[Extracted data entries]
--------------------------------------------------
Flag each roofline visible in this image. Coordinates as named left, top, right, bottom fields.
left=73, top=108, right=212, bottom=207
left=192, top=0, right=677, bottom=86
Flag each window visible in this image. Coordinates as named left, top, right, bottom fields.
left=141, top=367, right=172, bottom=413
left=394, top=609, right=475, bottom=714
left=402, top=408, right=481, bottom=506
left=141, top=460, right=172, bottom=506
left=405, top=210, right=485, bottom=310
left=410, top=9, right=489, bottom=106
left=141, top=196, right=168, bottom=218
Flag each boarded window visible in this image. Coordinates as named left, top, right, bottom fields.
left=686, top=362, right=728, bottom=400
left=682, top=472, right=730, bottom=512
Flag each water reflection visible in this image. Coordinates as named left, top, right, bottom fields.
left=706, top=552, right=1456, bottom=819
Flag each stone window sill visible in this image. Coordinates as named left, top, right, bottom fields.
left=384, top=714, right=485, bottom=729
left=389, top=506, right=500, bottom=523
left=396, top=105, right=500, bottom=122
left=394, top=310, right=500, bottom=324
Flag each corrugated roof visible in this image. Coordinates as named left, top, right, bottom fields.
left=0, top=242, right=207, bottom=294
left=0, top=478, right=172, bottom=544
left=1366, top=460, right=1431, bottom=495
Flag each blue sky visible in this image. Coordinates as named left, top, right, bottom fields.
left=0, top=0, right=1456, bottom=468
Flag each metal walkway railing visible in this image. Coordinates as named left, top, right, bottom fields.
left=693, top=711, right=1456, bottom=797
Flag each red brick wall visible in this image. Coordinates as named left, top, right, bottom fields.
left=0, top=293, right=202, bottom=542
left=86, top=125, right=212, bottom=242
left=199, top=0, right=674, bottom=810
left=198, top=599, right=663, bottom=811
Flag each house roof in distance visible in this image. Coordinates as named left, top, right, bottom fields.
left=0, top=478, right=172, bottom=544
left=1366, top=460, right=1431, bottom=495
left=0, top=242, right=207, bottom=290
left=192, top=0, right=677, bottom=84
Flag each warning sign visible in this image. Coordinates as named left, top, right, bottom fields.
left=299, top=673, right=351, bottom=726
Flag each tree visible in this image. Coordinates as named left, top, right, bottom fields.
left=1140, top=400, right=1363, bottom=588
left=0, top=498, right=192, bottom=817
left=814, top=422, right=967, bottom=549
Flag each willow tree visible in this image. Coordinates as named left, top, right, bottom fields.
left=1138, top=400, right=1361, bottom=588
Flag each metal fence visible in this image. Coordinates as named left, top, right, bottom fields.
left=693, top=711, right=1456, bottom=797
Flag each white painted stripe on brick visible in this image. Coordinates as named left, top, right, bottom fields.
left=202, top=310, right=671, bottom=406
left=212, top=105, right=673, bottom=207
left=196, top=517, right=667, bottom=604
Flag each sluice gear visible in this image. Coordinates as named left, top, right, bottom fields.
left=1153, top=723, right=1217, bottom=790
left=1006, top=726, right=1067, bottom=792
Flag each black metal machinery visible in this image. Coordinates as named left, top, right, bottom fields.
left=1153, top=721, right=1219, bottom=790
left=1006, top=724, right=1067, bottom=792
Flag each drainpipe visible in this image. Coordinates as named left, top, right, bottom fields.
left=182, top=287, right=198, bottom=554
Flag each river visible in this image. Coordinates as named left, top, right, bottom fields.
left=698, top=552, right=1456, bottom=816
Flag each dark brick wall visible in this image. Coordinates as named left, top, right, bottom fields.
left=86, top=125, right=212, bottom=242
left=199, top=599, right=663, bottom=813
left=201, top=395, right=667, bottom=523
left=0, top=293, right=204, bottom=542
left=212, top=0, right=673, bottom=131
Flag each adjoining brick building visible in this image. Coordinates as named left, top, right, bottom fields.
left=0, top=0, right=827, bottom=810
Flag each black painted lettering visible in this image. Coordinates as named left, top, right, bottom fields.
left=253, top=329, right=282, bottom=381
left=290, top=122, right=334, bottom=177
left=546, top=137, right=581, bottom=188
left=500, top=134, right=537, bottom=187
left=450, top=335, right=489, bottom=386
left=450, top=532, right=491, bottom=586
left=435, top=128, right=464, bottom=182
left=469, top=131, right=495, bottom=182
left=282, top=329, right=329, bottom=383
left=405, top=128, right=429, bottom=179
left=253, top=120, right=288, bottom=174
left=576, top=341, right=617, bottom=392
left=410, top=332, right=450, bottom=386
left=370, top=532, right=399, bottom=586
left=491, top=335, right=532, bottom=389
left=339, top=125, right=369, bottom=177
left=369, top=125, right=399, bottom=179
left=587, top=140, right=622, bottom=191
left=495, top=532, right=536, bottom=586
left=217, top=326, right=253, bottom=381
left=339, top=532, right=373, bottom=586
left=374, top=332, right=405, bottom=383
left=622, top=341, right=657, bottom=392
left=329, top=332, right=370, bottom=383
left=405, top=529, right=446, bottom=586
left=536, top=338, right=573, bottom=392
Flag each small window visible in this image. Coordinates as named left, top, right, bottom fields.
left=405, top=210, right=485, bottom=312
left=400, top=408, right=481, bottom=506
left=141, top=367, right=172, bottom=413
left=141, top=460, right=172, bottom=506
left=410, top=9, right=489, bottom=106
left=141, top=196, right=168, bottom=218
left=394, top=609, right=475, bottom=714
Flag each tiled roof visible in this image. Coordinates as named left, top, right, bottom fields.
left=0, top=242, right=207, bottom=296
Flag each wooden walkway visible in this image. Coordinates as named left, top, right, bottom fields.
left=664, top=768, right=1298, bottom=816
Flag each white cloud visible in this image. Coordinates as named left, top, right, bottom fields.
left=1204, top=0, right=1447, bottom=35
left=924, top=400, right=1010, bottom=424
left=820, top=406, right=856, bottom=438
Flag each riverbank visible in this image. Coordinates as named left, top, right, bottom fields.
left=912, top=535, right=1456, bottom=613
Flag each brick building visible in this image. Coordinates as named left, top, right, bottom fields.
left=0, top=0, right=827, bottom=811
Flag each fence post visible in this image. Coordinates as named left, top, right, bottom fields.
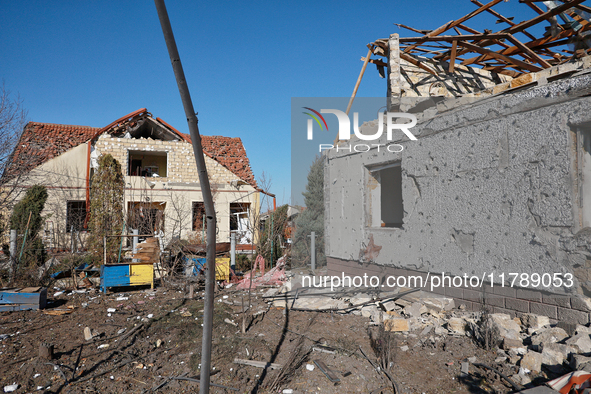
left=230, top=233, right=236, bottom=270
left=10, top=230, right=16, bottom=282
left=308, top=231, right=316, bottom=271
--------------------------------------------------
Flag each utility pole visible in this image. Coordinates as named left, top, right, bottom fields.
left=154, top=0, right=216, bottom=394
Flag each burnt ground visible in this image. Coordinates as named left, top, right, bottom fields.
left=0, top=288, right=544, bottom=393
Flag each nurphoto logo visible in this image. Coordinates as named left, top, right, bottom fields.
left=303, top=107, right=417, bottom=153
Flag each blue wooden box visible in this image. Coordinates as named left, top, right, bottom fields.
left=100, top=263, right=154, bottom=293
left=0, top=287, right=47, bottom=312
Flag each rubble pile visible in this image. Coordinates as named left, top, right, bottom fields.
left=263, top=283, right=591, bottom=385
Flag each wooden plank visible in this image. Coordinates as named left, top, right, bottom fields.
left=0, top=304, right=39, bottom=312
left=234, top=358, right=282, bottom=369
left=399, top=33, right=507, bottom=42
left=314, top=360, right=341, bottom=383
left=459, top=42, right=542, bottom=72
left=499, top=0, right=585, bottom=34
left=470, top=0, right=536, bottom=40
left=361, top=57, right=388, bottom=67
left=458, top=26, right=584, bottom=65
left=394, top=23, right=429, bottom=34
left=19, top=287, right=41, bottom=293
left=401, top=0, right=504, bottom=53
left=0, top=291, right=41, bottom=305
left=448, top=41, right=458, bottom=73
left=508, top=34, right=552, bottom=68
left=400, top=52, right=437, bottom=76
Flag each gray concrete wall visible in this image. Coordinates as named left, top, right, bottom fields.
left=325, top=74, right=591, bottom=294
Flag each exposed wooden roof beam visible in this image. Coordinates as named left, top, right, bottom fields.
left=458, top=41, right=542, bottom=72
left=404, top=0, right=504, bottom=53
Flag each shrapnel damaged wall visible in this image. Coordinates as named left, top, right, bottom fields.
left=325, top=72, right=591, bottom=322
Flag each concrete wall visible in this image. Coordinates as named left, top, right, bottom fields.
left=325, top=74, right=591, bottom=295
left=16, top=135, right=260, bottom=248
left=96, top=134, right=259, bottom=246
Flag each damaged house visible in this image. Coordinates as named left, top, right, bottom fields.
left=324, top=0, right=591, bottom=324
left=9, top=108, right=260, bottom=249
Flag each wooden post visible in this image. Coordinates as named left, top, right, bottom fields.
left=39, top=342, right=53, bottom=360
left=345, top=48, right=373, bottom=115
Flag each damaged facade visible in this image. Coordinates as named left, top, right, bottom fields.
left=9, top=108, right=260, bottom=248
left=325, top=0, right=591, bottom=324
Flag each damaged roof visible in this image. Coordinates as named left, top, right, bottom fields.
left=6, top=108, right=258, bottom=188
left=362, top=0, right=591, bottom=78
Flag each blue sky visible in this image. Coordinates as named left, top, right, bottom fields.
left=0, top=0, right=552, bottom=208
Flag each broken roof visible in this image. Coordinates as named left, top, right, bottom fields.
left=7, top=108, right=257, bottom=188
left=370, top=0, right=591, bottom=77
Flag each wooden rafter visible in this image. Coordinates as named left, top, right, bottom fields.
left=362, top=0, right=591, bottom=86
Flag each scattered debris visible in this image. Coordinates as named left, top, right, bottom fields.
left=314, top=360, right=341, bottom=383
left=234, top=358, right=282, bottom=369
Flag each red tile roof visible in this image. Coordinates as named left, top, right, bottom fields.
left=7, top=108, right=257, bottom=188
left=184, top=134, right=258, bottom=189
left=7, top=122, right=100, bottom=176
--------------------------------------------------
STATED PROBLEM: Tally the lines in the items that contain the string "post". Reply with the count only.

WORKED SOLUTION: 2